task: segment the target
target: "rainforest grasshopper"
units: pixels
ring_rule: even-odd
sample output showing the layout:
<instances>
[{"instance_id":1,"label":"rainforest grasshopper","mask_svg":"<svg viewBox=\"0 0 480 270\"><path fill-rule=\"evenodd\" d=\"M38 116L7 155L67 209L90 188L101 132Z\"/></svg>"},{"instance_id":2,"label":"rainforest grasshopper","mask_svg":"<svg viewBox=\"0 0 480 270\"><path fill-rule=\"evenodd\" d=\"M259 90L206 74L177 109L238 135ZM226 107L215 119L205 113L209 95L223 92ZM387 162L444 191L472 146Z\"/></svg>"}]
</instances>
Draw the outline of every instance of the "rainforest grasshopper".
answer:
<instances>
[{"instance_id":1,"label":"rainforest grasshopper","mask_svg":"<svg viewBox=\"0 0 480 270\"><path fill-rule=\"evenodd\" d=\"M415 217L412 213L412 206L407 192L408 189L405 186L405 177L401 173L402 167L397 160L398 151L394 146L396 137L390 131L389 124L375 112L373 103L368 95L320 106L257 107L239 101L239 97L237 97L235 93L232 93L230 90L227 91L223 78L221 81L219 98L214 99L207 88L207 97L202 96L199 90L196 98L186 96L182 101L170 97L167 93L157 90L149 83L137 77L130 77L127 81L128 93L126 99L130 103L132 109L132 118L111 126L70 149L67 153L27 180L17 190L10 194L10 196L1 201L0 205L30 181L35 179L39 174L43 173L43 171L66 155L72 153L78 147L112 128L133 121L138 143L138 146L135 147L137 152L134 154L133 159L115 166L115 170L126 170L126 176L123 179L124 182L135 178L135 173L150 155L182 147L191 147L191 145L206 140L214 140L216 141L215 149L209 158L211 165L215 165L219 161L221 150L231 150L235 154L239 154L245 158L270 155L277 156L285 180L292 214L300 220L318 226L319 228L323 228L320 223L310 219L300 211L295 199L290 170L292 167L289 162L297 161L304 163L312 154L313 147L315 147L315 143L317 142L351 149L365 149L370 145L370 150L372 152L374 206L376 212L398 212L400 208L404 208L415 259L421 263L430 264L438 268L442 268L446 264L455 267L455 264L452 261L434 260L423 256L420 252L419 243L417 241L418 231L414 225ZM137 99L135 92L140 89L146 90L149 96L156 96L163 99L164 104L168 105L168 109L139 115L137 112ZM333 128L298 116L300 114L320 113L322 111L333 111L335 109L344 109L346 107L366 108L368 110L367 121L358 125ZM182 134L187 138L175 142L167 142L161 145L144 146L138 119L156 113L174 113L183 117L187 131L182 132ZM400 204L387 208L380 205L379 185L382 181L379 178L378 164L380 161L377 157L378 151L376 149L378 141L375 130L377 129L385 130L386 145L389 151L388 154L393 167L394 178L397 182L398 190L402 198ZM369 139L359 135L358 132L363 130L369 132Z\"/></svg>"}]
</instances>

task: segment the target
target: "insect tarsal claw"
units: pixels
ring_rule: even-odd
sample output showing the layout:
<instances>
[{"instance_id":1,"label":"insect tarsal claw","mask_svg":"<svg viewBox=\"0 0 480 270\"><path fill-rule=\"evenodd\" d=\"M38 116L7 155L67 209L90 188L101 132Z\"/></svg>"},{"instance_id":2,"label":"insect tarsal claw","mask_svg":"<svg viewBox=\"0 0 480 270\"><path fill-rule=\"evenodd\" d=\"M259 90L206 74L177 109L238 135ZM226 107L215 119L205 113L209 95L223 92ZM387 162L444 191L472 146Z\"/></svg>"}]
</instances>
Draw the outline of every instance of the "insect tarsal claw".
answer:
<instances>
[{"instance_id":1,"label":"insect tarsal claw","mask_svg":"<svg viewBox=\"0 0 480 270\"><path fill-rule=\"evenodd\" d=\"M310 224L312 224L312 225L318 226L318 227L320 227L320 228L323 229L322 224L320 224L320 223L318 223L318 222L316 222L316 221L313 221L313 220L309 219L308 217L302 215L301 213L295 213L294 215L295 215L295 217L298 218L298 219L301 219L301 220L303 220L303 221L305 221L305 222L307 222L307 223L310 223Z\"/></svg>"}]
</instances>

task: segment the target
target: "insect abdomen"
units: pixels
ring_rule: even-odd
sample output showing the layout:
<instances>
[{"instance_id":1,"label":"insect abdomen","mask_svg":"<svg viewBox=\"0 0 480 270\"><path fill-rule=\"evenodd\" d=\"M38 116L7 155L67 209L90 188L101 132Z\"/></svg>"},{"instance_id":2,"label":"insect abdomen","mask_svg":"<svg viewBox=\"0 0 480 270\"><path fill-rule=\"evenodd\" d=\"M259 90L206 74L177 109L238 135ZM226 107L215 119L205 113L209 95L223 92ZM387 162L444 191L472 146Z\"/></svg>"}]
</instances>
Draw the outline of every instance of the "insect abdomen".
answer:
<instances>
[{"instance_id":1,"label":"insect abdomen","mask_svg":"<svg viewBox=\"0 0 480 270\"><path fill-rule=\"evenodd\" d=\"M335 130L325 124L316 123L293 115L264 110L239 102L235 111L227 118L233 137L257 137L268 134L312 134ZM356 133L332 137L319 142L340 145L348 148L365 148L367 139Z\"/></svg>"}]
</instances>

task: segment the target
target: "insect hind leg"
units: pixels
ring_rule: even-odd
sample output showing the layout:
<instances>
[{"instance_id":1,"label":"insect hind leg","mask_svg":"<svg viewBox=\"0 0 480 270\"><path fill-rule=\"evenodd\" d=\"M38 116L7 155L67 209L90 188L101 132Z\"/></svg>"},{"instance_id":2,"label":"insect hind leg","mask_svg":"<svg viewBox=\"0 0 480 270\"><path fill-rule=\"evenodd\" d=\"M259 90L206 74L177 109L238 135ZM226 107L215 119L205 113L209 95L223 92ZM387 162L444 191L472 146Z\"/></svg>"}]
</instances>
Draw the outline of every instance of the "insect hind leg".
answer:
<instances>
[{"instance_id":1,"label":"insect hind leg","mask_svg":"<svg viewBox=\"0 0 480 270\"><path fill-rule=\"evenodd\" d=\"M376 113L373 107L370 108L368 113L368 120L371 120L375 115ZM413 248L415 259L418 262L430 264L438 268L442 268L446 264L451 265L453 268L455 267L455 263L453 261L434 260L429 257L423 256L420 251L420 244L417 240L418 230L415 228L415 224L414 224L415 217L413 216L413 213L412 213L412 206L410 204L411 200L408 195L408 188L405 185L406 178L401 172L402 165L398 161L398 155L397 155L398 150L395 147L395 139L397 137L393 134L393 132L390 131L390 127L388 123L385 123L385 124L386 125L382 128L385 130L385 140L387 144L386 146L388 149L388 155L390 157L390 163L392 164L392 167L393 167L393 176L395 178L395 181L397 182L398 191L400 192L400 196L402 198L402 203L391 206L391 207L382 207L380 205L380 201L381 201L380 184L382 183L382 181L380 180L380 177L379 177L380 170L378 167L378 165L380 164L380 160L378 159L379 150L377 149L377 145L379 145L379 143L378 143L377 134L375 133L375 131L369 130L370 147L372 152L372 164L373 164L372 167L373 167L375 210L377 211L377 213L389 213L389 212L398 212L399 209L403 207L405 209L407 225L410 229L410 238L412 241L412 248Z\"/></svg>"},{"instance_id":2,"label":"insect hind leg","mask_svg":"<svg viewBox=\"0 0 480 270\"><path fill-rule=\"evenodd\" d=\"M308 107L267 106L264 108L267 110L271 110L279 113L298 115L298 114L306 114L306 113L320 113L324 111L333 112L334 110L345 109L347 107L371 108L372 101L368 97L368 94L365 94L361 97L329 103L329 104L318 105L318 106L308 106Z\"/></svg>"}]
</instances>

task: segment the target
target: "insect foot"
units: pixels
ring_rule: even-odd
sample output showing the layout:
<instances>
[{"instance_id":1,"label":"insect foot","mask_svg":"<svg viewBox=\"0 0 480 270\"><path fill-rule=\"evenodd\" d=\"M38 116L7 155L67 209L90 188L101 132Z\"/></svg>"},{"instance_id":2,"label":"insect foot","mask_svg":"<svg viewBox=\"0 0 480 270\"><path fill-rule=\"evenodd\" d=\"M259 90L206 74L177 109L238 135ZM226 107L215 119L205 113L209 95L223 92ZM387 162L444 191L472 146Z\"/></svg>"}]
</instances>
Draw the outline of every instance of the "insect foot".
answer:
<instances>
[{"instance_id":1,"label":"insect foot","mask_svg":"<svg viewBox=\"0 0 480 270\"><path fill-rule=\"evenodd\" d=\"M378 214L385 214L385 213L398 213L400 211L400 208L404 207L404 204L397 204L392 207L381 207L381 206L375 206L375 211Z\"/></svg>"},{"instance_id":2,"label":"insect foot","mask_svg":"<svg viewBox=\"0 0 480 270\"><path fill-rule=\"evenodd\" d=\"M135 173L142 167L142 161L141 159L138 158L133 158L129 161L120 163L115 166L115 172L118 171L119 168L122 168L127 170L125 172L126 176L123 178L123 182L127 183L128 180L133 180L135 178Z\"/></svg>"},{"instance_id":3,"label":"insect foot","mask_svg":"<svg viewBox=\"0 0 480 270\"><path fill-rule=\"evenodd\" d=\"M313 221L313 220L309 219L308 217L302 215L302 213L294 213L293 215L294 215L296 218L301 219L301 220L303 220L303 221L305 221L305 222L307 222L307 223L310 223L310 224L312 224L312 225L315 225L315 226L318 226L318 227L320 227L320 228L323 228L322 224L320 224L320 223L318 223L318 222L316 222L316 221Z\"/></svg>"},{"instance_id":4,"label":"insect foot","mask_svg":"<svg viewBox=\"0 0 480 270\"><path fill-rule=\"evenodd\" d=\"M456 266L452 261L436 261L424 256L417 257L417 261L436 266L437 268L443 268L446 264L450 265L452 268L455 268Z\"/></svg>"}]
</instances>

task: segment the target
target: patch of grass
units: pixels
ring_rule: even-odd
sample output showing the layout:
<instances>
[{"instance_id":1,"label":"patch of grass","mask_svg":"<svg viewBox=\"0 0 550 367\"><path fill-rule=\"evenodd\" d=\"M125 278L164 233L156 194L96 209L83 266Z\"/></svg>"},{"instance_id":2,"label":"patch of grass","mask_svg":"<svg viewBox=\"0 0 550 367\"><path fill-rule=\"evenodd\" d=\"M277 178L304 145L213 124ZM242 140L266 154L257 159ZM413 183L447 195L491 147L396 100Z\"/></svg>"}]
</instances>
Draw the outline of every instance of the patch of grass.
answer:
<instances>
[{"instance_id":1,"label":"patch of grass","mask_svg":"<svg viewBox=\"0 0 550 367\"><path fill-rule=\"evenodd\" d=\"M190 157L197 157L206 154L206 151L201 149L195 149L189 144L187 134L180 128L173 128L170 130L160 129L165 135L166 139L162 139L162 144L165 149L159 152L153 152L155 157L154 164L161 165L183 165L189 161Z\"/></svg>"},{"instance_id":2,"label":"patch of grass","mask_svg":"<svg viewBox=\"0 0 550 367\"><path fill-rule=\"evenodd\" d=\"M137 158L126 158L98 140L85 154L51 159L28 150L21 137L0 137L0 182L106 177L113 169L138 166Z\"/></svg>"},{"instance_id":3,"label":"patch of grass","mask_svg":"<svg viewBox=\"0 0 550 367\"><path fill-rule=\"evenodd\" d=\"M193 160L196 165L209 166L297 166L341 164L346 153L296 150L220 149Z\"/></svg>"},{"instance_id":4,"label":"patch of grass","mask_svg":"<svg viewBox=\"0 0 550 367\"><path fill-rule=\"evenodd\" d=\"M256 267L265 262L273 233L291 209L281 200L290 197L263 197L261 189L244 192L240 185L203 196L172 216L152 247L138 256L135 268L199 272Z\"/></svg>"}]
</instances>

§ PROBLEM TO WORK ON
Every line containing the string "outline" should be pulled from the listing and copied.

§ TASK RESULT
Draw the outline of every instance of the "rainforest grasshopper".
Draw the outline of every instance of the "insect tarsal claw".
Draw the outline of every instance of the "insect abdomen".
Draw the outline of every instance of the "insect hind leg".
Draw the outline of every instance of the "insect foot".
Draw the outline of every instance of the patch of grass.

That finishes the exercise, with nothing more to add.